- [DOCUMENT SEGMENT]

Phillip Dampier June 4, 2012 Broadband Speed, Competition, Consumer News, Verizon 3 Comments

Verizon FiOS standalone broadband customers choosing the company’s standard service will see rate increases of $10 a month starting June 17, but those upgraded to the company’s premium speed tiers, which are getting much faster, may not see any rate hike at all.

The Verge received word from an anonymous Verizon employee who passed along the rate hike information that will apply to broadband-only customers:

  • Standard 15/5Mbps service: (Was $54.99/mo) now up $10 to $64.99
  • 50/25Mbps service: (Was $74.99/mo for 25/25Mbps) remains $74.99
  • 75/35Mbps service: (New offer) $84.99
  • 150/65Mbps service: (Was $94.99/mo for 50/20Mbps) remains $94.99
  • 300/65Mbps service: (Was $199.99/mo for 150/35Mbps) now $204.99

All new pricing requires a two-year contract (month-to-month service costs $5/mo more) and home phone service with Verizon (or pay a $5/mo surcharge). Speeds of 150 or 300Mbps require a 2-4 hour service call and upgrade fee of $100 for new equipment unless you are on a two-year contract, are a new customer, or already have Verizon’s 150Mbps service. Customers living in multi-dwelling units served by VDSL and not fiber-to-the-apartment will pay the new higher price for standard service, but cannot receive the new enhanced speed tiers.

With the majority of Verizon customers paying only for standard speed service, Verizon will pocket significantly higher revenue for broadband. But customers need not pay for more expensive a-la-carte broadband. Verizon offers significant discounts for customers who sign up for triple play packages on phone, Internet, and television service. Bundled customers continue to get the most bang for the buck, but not if you don’t use the services Verizon wants to sell.

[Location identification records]
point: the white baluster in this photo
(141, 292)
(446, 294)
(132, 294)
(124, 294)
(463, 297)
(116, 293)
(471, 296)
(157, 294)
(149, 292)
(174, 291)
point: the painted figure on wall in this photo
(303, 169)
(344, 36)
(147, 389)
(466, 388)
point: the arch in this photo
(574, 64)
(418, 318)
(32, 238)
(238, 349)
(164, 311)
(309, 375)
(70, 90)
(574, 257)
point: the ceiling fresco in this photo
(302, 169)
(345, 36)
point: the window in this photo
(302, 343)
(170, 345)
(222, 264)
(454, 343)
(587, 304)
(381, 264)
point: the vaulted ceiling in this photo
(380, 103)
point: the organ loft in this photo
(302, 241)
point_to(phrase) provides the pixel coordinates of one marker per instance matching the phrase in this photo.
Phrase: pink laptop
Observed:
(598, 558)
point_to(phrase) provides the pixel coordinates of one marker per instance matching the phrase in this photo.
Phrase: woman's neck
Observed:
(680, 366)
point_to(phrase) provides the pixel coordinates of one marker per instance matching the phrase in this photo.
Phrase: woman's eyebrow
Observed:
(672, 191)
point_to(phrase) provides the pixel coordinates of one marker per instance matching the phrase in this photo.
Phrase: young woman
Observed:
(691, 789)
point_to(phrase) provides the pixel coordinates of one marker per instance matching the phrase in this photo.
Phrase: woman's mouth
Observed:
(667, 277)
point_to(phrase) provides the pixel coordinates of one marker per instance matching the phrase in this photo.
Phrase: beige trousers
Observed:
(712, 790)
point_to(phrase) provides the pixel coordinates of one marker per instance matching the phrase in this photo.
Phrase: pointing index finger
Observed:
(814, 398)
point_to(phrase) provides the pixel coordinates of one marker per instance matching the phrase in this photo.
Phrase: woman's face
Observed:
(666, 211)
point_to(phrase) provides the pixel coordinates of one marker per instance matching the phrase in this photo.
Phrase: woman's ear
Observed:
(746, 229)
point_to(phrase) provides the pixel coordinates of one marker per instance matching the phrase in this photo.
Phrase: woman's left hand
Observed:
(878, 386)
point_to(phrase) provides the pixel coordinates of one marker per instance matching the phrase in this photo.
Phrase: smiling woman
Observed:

- [CHALLENGES]
1 – In the article on Verizon FiOS broadband prices, on what date do the rate increases start?
2 – Continue the article on Verizon FiOS broadband prices after its last sentence.

- [EXERCISE RESPONSES]
1 – June 17

2 –
Jonathan Takiff, a columnist for the Philadelphia Daily News says he isn’t buying at the prices Verizon is charging.

I also was disappointed with the announcement that Verizon will continue to offer entry level FiOS Internet running at  15/5 Mbps. If the operation has such superior technology and capacity, why not flaunt it and give us casual users more headroom?  Even with its old school coaxial cable network, Xfinity service starts at 20 Mbps down.

Clearly, Verizon hopes  to up-sell customers to a higher, more profitable tier. And they’re using that grandiose 300 Mbps offering as an attention getter, to get folks thinking more aspirationally. Kinda like the way a car company throws a high powered, ridiculously priced, super flashy sports car into the showroom mix. Makes you go for the bigger engine in the econobox.

[…] What’s a good deal for Internet service on a global basis? In front-running Japan, the  average service runs at 61 Mbps and costs 27 cents per megabit, per month. While not quite as dramatic,  Internet services in South Korea, Finland and France also make U.S. providers look like stingy bastards.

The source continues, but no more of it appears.